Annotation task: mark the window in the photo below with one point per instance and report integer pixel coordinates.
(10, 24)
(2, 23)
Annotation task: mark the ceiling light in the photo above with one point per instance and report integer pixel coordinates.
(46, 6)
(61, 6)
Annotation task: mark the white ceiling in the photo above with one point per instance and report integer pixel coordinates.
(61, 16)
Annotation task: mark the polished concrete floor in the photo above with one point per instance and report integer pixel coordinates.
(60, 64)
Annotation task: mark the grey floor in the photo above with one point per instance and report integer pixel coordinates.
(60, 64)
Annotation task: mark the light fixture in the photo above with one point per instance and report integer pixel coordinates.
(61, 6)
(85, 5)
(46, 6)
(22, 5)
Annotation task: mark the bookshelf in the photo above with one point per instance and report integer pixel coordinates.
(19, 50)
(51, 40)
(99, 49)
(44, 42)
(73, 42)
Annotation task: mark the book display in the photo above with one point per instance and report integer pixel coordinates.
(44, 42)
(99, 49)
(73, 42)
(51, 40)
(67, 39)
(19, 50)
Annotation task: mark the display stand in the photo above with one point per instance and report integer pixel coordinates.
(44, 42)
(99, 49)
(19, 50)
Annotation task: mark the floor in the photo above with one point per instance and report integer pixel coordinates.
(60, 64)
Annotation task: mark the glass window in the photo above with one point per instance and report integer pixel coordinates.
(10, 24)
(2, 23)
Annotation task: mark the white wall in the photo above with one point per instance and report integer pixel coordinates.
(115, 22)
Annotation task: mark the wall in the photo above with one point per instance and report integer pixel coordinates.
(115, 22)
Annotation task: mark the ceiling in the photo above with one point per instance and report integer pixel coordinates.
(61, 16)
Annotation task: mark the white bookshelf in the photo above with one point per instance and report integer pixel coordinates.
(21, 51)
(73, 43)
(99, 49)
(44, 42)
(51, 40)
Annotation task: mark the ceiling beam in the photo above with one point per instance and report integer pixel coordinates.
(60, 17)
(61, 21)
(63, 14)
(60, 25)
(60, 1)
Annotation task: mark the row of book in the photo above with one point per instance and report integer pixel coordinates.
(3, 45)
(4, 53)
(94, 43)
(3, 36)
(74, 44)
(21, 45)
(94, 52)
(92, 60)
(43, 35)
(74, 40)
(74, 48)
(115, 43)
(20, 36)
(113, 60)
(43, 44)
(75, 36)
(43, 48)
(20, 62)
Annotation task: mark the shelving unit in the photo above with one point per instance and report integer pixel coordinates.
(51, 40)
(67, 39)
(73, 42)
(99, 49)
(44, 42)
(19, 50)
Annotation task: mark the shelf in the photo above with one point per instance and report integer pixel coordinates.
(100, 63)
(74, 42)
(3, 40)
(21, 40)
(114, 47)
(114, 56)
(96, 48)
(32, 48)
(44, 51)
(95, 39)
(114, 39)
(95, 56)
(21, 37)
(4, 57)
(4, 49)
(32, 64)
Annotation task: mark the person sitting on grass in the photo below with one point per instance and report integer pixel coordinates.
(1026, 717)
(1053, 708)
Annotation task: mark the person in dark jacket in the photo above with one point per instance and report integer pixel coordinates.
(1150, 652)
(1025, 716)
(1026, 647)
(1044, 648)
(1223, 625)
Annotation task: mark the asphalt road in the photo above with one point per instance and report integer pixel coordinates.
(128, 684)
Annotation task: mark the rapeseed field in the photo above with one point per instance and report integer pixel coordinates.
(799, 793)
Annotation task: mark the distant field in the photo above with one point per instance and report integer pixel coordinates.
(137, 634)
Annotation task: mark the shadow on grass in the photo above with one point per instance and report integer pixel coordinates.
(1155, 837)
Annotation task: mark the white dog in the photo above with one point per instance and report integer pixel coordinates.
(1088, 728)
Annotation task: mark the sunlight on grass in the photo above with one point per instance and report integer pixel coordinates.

_ _ _ _ _ _ _

Task details: Copy out the records beginning at the line that has "Annotation task: mark the ceiling beam" and stopping after the line that has "(1155, 837)", keeping every line, and shift each point coordinate by adding 59 to both of its numbers.

Response to the task:
Annotation task: mark the ceiling beam in the photo above with one point per instance and report integer pixel coordinates.
(119, 76)
(120, 80)
(122, 73)
(119, 84)
(119, 60)
Annotation task: mark the row of book in the photo above with one point per instance and report integer pixel coordinates.
(62, 104)
(63, 112)
(153, 102)
(62, 95)
(133, 103)
(80, 104)
(153, 111)
(151, 119)
(102, 94)
(133, 99)
(133, 107)
(174, 102)
(79, 95)
(172, 119)
(102, 103)
(134, 95)
(102, 107)
(79, 121)
Annotation task: mark the shelving unit in the photo above with one point per instance and report integer pixel coordinates.
(110, 99)
(126, 98)
(132, 101)
(158, 108)
(103, 101)
(78, 109)
Annotation task: mark the shelf in the photo above with one point per instance and report integer pixel coordinates.
(159, 122)
(133, 101)
(62, 99)
(80, 99)
(173, 106)
(173, 115)
(155, 107)
(91, 107)
(103, 110)
(154, 98)
(173, 98)
(154, 115)
(80, 96)
(63, 116)
(63, 108)
(91, 123)
Annotation task: mark the person sitting on grass in the photo below with one point per instance and report integer pixel coordinates.
(1085, 776)
(1112, 767)
Annotation task: mark the person in dark jacket in the photo above with one point per instance and report integer pixel coordinates.
(1209, 711)
(1084, 775)
(1085, 706)
(1103, 707)
(1282, 684)
Annotation task: mark the asphalt road in the photo above with one point per instance and report integer pixel coordinates.
(187, 743)
Annotation task: mark the rapeseed field in the photo above with one point per instance and report integer pixel coordinates.
(858, 852)
Annotation task: mark the distant field in the photo above with one point per instance and report integer pixel coordinates.
(196, 693)
Annotation task: mark the shadow on grass in the photo above with one point per instance and report integer pixel coordinates.
(1214, 896)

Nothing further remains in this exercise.